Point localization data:
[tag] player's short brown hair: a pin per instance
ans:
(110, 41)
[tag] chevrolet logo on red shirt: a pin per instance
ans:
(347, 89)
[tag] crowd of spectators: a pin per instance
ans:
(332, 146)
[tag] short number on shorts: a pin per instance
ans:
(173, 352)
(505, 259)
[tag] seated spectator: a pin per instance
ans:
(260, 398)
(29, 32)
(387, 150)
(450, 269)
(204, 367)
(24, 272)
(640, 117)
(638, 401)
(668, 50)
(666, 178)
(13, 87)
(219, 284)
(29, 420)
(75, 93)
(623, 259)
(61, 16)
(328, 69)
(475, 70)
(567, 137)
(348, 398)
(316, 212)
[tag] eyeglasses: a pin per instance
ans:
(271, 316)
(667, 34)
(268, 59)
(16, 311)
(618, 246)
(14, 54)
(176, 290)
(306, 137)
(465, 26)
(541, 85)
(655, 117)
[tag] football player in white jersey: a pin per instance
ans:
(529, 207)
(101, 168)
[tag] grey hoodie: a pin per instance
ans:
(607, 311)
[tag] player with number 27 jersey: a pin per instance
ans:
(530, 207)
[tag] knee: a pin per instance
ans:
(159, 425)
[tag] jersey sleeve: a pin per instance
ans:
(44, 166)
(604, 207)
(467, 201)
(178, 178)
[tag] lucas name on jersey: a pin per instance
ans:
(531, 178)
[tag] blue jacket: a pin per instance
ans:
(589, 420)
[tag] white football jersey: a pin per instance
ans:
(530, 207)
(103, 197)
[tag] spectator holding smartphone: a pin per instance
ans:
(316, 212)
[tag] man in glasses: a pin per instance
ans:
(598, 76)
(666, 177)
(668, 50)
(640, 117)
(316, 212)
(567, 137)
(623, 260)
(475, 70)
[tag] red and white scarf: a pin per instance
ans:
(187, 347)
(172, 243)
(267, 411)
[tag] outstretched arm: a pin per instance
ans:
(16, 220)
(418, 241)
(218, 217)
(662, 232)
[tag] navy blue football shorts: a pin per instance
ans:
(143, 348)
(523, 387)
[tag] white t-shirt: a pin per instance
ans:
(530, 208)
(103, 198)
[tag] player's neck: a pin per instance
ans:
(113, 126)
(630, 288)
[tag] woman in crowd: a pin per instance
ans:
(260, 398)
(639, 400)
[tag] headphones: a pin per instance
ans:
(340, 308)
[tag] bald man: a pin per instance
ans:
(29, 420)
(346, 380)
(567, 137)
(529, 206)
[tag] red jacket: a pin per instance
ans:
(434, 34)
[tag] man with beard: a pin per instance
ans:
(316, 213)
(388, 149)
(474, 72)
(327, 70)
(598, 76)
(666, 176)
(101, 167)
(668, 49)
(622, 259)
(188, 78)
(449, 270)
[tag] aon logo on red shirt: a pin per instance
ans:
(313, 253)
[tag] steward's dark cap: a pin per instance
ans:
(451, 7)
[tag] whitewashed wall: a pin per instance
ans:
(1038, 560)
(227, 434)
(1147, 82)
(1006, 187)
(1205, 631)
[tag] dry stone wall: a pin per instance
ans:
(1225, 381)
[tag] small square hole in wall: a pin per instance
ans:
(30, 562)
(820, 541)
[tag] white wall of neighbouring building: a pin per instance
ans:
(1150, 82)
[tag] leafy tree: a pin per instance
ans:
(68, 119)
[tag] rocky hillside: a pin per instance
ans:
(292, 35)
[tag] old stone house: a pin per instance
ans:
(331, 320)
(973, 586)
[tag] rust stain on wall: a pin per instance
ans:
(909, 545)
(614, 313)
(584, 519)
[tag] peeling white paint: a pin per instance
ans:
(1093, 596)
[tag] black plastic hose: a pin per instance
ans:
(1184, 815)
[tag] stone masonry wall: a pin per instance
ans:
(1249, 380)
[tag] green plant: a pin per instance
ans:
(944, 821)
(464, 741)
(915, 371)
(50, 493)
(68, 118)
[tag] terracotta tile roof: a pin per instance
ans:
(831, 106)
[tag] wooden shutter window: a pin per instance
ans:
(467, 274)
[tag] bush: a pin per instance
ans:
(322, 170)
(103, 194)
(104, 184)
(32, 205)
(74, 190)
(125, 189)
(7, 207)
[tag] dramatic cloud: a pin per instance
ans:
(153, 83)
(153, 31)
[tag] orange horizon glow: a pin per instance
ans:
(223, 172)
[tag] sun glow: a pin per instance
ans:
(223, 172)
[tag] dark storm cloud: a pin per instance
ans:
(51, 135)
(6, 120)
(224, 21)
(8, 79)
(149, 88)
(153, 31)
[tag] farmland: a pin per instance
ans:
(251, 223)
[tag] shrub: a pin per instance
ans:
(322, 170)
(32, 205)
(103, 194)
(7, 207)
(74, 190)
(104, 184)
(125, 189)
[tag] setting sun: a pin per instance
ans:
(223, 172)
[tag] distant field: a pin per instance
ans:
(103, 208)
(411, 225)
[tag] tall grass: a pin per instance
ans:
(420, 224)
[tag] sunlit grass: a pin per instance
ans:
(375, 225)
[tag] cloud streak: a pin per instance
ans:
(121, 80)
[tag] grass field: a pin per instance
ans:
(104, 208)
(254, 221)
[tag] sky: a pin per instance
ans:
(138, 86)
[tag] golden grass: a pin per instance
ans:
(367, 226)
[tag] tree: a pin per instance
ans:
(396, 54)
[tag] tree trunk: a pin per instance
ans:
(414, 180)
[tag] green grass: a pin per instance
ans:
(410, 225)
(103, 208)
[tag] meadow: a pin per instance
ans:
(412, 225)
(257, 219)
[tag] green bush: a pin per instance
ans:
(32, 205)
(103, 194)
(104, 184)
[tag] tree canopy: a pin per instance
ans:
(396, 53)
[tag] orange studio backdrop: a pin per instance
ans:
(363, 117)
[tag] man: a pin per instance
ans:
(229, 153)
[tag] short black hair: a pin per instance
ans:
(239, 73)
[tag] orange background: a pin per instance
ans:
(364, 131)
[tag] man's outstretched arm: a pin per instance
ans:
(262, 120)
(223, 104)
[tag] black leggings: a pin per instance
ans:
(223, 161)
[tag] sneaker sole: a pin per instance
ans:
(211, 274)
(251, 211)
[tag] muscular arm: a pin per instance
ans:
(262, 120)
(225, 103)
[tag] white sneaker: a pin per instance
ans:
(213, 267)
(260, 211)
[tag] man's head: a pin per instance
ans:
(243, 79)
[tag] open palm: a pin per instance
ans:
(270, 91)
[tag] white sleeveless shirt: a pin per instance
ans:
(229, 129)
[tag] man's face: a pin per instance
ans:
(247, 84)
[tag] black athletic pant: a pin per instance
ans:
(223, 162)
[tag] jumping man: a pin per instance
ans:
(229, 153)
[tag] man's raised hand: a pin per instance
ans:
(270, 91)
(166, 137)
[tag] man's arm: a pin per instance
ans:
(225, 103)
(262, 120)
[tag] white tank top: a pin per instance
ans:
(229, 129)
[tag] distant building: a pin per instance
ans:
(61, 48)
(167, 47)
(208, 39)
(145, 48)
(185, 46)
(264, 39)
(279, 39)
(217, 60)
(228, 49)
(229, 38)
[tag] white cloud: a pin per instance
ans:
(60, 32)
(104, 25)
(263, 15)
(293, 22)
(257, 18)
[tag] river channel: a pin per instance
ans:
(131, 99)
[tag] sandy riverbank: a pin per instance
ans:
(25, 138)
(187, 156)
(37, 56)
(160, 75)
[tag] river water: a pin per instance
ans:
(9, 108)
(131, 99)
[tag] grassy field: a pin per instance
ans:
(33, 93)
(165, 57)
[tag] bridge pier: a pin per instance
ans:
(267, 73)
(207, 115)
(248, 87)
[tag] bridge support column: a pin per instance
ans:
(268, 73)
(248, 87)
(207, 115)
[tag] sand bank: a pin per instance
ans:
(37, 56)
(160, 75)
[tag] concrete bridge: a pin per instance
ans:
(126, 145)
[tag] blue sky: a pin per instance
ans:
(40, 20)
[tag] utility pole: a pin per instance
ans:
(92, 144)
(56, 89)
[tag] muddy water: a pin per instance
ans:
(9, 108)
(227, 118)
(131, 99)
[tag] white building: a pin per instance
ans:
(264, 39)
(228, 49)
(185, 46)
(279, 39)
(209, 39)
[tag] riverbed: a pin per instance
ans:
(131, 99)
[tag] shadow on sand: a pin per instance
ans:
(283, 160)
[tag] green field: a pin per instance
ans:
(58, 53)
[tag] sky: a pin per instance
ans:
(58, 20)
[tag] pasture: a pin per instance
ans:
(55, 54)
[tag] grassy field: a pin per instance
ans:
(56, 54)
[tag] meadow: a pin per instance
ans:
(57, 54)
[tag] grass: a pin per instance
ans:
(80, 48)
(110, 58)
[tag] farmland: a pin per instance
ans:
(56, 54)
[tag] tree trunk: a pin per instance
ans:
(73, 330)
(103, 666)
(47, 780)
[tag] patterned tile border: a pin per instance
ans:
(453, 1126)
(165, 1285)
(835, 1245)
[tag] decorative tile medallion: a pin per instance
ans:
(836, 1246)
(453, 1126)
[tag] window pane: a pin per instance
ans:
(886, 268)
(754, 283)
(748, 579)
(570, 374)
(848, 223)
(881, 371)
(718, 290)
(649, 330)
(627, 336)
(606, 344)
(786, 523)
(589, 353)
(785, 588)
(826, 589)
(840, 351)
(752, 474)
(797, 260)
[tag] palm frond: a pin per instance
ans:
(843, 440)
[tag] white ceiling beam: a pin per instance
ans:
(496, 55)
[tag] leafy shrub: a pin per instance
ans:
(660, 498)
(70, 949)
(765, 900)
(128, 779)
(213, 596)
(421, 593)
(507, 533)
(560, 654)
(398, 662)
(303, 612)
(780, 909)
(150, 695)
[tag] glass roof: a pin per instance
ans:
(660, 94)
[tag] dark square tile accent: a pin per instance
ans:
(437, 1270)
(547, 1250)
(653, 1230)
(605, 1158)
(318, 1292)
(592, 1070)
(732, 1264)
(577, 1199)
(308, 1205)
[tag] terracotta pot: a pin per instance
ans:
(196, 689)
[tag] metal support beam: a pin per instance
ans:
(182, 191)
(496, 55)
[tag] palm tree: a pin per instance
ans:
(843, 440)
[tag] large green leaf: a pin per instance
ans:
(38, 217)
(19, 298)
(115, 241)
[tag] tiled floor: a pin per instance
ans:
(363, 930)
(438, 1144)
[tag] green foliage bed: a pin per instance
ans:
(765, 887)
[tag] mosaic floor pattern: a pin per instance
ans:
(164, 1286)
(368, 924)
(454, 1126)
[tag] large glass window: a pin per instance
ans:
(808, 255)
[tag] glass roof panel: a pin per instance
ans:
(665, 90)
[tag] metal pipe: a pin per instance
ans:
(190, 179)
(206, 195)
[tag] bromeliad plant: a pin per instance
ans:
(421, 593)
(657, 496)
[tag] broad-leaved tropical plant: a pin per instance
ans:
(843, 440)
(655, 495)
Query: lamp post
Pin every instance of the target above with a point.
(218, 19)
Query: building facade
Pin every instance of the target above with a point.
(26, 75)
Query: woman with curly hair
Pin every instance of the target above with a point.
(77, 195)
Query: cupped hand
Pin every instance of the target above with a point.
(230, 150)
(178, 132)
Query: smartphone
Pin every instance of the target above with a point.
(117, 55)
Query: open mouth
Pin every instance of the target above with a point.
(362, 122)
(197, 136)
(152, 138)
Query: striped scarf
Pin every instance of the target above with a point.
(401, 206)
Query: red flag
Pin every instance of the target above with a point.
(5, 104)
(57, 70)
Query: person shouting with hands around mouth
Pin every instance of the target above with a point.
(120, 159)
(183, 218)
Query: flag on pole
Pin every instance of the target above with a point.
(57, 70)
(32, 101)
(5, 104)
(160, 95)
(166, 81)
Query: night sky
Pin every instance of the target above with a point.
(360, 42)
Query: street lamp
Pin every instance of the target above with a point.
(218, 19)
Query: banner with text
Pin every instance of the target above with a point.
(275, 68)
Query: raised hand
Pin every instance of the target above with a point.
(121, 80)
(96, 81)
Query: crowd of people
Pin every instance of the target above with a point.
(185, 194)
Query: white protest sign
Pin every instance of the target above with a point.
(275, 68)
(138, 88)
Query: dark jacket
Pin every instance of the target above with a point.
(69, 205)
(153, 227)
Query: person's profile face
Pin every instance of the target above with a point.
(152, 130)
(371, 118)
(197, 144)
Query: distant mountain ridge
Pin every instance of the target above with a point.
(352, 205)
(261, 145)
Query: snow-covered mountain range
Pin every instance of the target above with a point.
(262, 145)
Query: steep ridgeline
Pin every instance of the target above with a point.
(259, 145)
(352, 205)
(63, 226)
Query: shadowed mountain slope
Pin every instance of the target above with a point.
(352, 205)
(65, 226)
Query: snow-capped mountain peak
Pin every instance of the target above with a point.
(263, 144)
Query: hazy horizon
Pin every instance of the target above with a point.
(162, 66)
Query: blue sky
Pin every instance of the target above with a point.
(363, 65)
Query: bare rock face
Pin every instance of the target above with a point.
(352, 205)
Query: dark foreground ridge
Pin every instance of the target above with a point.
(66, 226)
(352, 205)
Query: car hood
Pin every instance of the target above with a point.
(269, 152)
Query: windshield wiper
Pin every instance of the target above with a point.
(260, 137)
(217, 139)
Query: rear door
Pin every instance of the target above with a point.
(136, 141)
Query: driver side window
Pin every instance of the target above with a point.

- _DESCRIPTION OF THE TASK_
Only a number is expected in response: how many lines of the records above include the word "scarf".

- _ANSWER AREA_
2